--- START ---

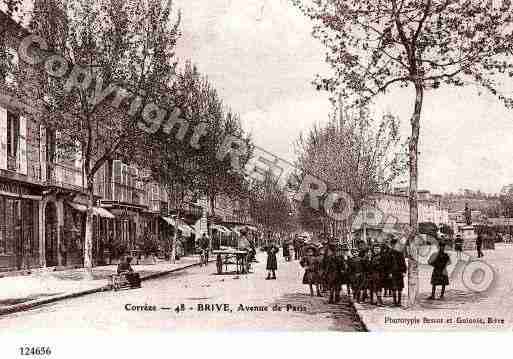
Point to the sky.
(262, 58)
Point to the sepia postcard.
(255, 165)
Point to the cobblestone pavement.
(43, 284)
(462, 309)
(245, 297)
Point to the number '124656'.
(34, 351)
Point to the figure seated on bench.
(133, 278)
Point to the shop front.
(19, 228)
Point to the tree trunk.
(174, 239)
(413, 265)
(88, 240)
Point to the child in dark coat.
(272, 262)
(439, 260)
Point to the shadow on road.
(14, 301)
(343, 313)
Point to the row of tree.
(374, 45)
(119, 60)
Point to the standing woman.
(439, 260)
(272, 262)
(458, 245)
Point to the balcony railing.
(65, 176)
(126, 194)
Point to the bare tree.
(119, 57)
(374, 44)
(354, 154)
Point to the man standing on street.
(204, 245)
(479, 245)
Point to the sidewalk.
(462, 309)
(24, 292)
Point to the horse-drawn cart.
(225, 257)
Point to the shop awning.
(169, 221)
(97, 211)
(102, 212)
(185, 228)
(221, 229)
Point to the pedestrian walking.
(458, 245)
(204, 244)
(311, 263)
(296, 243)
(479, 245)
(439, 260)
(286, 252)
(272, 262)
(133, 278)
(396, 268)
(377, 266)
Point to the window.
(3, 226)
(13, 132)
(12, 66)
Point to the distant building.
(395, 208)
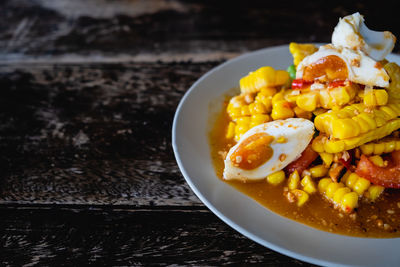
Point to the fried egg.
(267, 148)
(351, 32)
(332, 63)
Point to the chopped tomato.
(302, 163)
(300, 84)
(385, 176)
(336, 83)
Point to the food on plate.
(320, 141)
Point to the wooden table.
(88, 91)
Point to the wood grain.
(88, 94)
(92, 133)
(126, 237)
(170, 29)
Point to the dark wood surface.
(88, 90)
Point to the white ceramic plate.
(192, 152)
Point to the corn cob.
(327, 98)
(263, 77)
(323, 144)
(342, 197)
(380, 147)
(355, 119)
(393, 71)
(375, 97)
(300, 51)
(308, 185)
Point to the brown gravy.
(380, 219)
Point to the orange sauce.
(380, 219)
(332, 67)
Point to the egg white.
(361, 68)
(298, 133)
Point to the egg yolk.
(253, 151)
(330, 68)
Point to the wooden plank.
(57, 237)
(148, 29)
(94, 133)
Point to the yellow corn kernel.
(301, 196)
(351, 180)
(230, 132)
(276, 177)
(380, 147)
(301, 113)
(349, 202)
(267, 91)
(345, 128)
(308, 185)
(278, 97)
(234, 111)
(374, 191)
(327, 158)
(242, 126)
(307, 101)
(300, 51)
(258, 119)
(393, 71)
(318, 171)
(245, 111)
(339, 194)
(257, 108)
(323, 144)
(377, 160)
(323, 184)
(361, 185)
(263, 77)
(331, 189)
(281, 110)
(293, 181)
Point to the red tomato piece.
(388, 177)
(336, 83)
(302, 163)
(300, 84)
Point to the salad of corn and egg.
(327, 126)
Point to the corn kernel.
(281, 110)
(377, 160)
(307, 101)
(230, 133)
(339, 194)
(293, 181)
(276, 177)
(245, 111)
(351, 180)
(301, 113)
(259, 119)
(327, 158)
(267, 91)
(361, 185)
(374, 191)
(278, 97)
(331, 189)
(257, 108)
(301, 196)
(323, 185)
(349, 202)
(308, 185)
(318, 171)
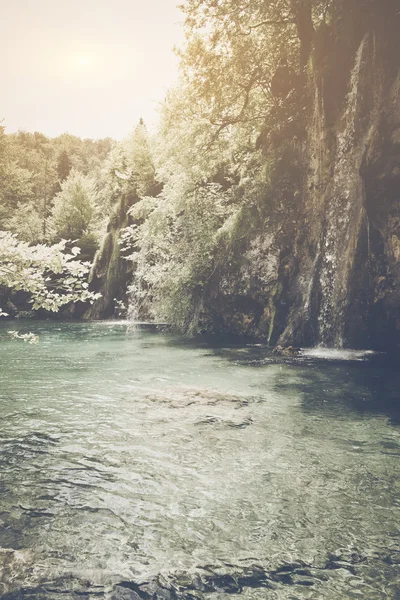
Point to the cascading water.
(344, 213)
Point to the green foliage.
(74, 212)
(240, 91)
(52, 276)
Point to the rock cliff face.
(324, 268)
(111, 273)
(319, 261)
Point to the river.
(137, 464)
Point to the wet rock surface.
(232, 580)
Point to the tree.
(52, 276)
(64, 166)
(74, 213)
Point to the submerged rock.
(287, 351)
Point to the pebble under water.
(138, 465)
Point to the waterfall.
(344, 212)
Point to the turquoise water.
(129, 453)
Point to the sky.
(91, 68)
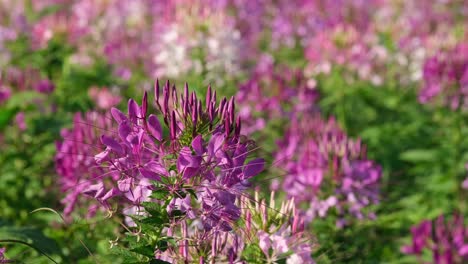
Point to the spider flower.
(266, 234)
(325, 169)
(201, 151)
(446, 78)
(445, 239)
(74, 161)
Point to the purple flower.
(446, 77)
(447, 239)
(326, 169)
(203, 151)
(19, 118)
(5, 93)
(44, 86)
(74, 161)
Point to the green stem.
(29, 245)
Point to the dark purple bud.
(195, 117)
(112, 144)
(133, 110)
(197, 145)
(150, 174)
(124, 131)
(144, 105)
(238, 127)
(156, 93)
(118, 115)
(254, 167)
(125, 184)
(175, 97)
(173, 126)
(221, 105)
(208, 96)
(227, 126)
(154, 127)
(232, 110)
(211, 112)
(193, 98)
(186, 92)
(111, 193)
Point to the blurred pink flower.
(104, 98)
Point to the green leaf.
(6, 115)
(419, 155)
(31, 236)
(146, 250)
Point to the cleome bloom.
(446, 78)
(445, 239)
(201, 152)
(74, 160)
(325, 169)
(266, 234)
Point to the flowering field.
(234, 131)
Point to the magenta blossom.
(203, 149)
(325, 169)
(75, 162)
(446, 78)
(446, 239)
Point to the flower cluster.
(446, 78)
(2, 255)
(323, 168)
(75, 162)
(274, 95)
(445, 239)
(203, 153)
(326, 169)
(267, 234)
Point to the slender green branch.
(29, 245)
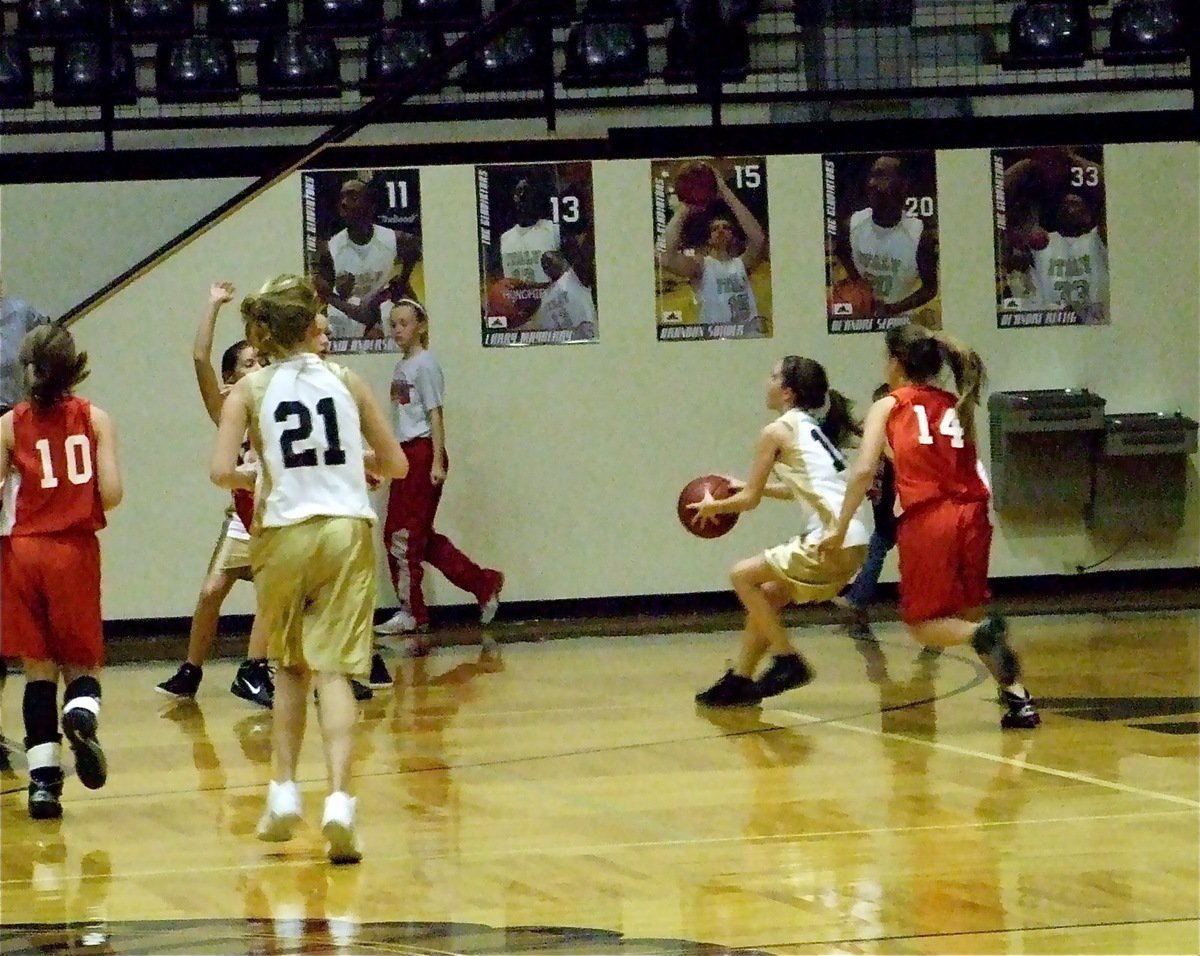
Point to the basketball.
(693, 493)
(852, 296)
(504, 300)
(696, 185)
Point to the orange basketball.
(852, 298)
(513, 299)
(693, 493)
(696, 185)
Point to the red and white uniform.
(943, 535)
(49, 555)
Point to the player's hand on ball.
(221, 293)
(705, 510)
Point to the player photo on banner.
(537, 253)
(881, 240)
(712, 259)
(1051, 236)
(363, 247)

--- END ---

(Your objective):
Begin with the line that contains "Point to the orange basketball." and end with the last line of the material above. Set down that range exactly.

(Solution):
Point to the orange basketball.
(852, 298)
(513, 299)
(693, 493)
(696, 185)
Point to the red and white uniform.
(943, 535)
(49, 555)
Point to the player's hand on ball.
(221, 293)
(705, 510)
Point to the player photo on banner.
(537, 253)
(881, 240)
(712, 259)
(1051, 236)
(363, 247)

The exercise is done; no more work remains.